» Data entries
########################################
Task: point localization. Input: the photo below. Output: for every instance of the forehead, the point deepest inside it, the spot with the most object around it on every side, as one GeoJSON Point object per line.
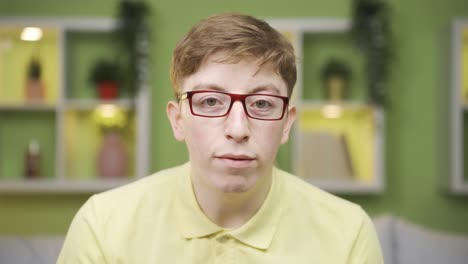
{"type": "Point", "coordinates": [235, 76]}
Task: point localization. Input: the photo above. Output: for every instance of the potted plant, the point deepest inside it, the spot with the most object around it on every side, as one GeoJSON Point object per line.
{"type": "Point", "coordinates": [105, 75]}
{"type": "Point", "coordinates": [336, 75]}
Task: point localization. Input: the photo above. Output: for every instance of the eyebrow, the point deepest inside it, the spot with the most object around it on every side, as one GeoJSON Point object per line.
{"type": "Point", "coordinates": [262, 88]}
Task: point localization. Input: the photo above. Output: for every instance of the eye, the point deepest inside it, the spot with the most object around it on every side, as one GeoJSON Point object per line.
{"type": "Point", "coordinates": [262, 104]}
{"type": "Point", "coordinates": [210, 101]}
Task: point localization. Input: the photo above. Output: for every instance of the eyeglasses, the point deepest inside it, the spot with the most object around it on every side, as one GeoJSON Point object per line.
{"type": "Point", "coordinates": [218, 104]}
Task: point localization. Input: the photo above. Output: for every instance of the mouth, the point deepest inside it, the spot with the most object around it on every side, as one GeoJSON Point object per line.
{"type": "Point", "coordinates": [236, 161]}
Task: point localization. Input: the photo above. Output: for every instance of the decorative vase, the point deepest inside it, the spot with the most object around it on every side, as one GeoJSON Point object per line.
{"type": "Point", "coordinates": [112, 158]}
{"type": "Point", "coordinates": [108, 90]}
{"type": "Point", "coordinates": [34, 87]}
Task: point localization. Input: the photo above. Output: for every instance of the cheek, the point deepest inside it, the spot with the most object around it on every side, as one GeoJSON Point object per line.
{"type": "Point", "coordinates": [268, 138]}
{"type": "Point", "coordinates": [199, 137]}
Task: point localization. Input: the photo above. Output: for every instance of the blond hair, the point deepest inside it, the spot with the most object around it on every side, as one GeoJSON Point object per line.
{"type": "Point", "coordinates": [240, 37]}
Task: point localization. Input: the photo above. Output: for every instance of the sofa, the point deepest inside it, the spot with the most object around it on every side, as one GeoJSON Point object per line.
{"type": "Point", "coordinates": [402, 243]}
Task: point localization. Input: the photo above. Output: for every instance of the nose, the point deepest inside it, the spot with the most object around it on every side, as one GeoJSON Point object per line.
{"type": "Point", "coordinates": [237, 124]}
########################################
Rewrite all the records with "potted plant" changed to "houseplant" and nothing else altered, leaving out the pictures.

Task: point localization. Input: the photo below. Output: for every instance of the forehead, the point deepest inside it, the spot with the most object around it on every side, as one GeoJSON Point object per line.
{"type": "Point", "coordinates": [235, 76]}
Task: point localization. Input: the photo above. Output: for every instance of the houseplant, the point deepest inside it, the spot with the most object around it on every side, as one GeoJSON Point object per line.
{"type": "Point", "coordinates": [105, 75]}
{"type": "Point", "coordinates": [336, 75]}
Task: point localization. Input: the photo above. Output: for every instance of the eyebrow, the point deepest inside it, the spot with the most object around it on every side, as one GeoJSON Point object per line.
{"type": "Point", "coordinates": [262, 88]}
Task: point localization. Input: the photo above. Output: for every instance of the eye, the point deepest inside it, the spot with the most object around it on every side, as one GeoJSON Point object per line.
{"type": "Point", "coordinates": [262, 104]}
{"type": "Point", "coordinates": [210, 101]}
Task: point localization. Input: the photo above. Output: for every instance of the eyeglasses, the point deepest inside it, the spot with the most object around it on every side, as one GeoJSON Point object per line.
{"type": "Point", "coordinates": [218, 104]}
Task: point localization. Input: the photo above. Output: for every instance of the mouth, the point deepest inside it, the spot with the most object around it on every side, as one GeoJSON Point object per line.
{"type": "Point", "coordinates": [236, 161]}
Task: point localization. Input: the photo above. Output: for every instance of the decorative vase, the point deepest inside it, the spot with the most object around it on every side, as one GeoJSON Point object per line.
{"type": "Point", "coordinates": [112, 158]}
{"type": "Point", "coordinates": [108, 90]}
{"type": "Point", "coordinates": [34, 87]}
Task: point localization. Input: the photo above. Output: for every instance of the cheek, the point deepest inside it, the spot with the most object around it on every side, as one GeoJSON Point object per line.
{"type": "Point", "coordinates": [268, 138]}
{"type": "Point", "coordinates": [199, 137]}
Task: point localization. Input: the photo above. Output: for every instance of the blond hair, the point deepest inside it, the spot with the most object around it on every side, as one GeoJSON Point object per line.
{"type": "Point", "coordinates": [240, 37]}
Task: point localization. Input: the photo above. Output: for every instance of the sofa, the point deepest inside it, the spot with the most object around it on every side, as one GeoJSON Point object per line.
{"type": "Point", "coordinates": [402, 243]}
Task: point localization. Input: the photo above. Output: for every instance of the nose, the point deepest inside it, the spot with the most object around it on every side, as one GeoJSON Point object per line.
{"type": "Point", "coordinates": [237, 124]}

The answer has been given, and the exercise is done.